### [WHAT YOU SHOULD DO]
Write out the records below from the first line through the line containing "Target: wooden plank", leaving out any pictures.

### [RECORDS FOR THIS TASK]

+===+

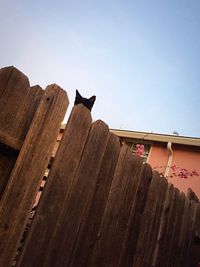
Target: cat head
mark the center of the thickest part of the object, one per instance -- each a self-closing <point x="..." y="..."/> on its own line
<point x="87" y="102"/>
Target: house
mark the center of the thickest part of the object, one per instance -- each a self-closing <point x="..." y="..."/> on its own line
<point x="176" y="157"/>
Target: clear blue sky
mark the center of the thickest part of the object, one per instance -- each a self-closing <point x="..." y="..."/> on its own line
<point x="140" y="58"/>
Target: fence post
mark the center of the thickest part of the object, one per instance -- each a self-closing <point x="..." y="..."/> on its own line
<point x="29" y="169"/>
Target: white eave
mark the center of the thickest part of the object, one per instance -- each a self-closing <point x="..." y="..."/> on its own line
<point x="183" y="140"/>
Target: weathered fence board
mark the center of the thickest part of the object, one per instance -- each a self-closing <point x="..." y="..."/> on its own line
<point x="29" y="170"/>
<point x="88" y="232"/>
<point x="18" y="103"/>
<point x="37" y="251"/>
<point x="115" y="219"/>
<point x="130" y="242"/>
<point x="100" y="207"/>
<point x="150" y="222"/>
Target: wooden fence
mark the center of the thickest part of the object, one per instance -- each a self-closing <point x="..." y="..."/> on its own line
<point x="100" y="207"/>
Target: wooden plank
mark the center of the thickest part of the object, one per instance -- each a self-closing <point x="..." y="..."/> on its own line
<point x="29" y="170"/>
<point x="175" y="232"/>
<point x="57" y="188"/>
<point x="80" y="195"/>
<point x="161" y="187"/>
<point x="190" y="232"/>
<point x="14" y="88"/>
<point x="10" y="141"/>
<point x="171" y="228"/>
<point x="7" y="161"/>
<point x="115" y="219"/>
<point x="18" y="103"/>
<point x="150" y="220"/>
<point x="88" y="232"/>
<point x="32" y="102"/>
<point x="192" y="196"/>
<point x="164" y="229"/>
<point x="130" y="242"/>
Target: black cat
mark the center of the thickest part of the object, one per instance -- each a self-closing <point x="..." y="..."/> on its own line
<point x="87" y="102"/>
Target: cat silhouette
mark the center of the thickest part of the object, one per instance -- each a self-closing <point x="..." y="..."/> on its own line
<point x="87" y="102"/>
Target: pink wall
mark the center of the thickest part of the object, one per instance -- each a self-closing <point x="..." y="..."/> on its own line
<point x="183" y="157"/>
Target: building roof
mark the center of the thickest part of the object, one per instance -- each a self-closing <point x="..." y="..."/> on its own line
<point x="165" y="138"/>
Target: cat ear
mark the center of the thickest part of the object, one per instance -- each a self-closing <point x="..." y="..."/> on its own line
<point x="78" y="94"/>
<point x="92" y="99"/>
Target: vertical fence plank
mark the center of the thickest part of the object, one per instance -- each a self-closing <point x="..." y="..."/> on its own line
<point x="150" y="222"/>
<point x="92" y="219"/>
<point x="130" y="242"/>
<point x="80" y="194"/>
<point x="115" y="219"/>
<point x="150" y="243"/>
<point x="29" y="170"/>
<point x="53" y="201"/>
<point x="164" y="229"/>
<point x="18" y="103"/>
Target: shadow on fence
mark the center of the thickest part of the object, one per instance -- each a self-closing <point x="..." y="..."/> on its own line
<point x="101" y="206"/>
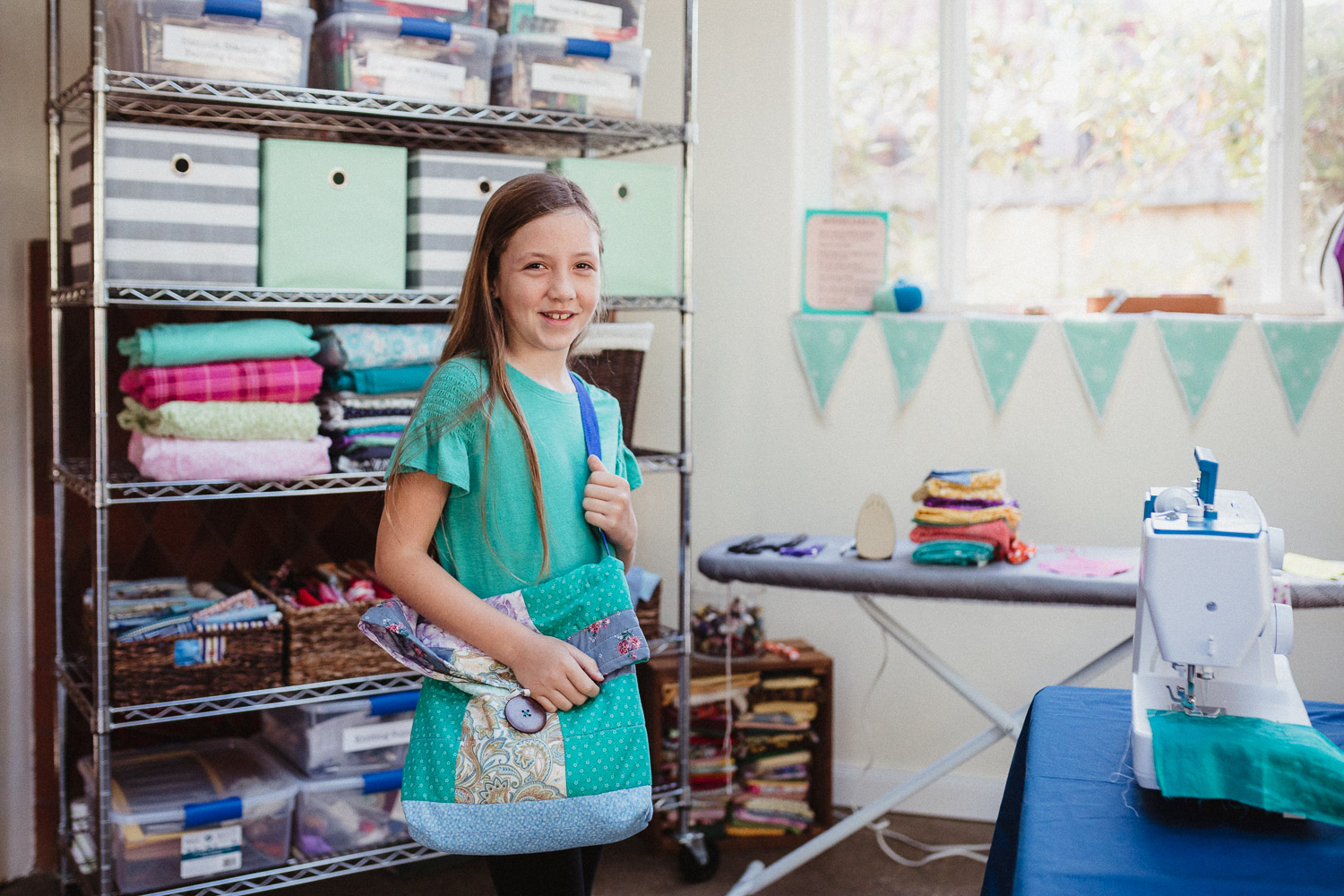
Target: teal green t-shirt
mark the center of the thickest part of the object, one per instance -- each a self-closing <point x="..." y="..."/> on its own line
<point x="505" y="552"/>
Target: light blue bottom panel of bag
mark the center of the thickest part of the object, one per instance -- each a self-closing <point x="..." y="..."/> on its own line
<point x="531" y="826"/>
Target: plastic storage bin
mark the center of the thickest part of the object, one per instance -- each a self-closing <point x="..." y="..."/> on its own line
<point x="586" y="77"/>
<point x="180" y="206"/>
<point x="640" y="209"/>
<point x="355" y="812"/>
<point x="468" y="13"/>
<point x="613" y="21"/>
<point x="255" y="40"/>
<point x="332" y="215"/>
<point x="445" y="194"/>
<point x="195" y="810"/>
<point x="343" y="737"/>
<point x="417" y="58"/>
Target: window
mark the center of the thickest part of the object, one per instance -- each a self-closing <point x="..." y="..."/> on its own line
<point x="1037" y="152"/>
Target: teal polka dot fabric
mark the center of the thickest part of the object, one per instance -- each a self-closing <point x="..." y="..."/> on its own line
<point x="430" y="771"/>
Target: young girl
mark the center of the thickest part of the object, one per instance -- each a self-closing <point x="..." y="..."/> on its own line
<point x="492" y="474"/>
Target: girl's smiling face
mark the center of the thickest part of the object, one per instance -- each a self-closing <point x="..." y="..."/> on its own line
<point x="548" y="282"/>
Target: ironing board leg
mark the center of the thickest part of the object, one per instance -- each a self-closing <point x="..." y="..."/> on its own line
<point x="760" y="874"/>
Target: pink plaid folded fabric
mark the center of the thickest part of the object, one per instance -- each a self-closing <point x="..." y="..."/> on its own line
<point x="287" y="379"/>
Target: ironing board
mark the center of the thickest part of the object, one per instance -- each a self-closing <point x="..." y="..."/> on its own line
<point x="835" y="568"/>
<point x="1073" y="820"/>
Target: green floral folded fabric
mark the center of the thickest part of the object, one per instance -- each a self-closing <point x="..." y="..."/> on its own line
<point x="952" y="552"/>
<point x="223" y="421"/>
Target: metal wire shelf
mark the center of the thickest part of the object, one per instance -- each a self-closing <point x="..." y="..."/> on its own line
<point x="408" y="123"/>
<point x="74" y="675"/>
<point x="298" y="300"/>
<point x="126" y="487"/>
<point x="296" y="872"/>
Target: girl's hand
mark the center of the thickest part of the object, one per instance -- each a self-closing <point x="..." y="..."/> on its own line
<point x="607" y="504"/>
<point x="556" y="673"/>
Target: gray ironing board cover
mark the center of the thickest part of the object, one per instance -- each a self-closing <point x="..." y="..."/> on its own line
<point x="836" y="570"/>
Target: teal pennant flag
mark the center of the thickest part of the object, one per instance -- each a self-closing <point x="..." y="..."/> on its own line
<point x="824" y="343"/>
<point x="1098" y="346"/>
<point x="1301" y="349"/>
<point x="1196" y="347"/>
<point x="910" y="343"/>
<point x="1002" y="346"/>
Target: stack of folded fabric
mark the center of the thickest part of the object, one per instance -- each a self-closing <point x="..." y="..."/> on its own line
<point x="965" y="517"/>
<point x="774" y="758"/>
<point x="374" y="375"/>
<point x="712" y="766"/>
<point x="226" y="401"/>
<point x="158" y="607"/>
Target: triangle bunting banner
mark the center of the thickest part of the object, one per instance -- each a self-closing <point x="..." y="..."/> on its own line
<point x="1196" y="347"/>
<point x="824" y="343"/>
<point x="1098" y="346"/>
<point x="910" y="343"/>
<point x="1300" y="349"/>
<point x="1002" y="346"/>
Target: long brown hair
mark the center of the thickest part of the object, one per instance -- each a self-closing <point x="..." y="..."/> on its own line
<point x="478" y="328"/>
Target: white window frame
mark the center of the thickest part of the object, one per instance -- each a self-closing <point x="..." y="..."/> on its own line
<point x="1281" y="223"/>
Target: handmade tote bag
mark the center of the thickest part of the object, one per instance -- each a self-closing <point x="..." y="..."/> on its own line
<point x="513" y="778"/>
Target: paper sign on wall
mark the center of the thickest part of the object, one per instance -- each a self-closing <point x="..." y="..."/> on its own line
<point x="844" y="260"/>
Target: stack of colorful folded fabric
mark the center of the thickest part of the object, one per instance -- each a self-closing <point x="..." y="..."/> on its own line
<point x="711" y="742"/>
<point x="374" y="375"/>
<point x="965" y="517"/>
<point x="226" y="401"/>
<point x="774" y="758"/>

+===+

### [RESPONSE TO THIS EXERCISE]
Target: cat head
mark the center of the thickest part of the object, one per instance -- each a self-closing <point x="..." y="..."/> on its own line
<point x="87" y="102"/>
Target: house
mark the center of the thickest part of the object, one per instance -- each a self-closing <point x="..." y="..."/> on its own line
<point x="176" y="157"/>
Target: clear blue sky
mark the center of the thickest part of the object, one per instance -- each a self-closing <point x="..." y="..."/> on its own line
<point x="140" y="58"/>
Target: fence post
mark the center of the thickest part of the object, one per instance -- each a self-closing <point x="..." y="..."/> on its own line
<point x="29" y="169"/>
Target: white eave
mark the center of the thickest part of the object, one per instance -- each a self-closing <point x="..." y="..."/> on its own line
<point x="183" y="140"/>
Target: weathered fence board
mark the center of the thickest part of the object, one per instance -- each a self-closing <point x="..." y="..."/> on its own line
<point x="29" y="170"/>
<point x="88" y="232"/>
<point x="18" y="103"/>
<point x="37" y="251"/>
<point x="115" y="219"/>
<point x="130" y="242"/>
<point x="100" y="207"/>
<point x="150" y="222"/>
Target: wooden fence
mark the center of the thickest part of the object, one per instance -- each a self-closing <point x="..." y="..."/> on its own line
<point x="100" y="207"/>
Target: wooden plank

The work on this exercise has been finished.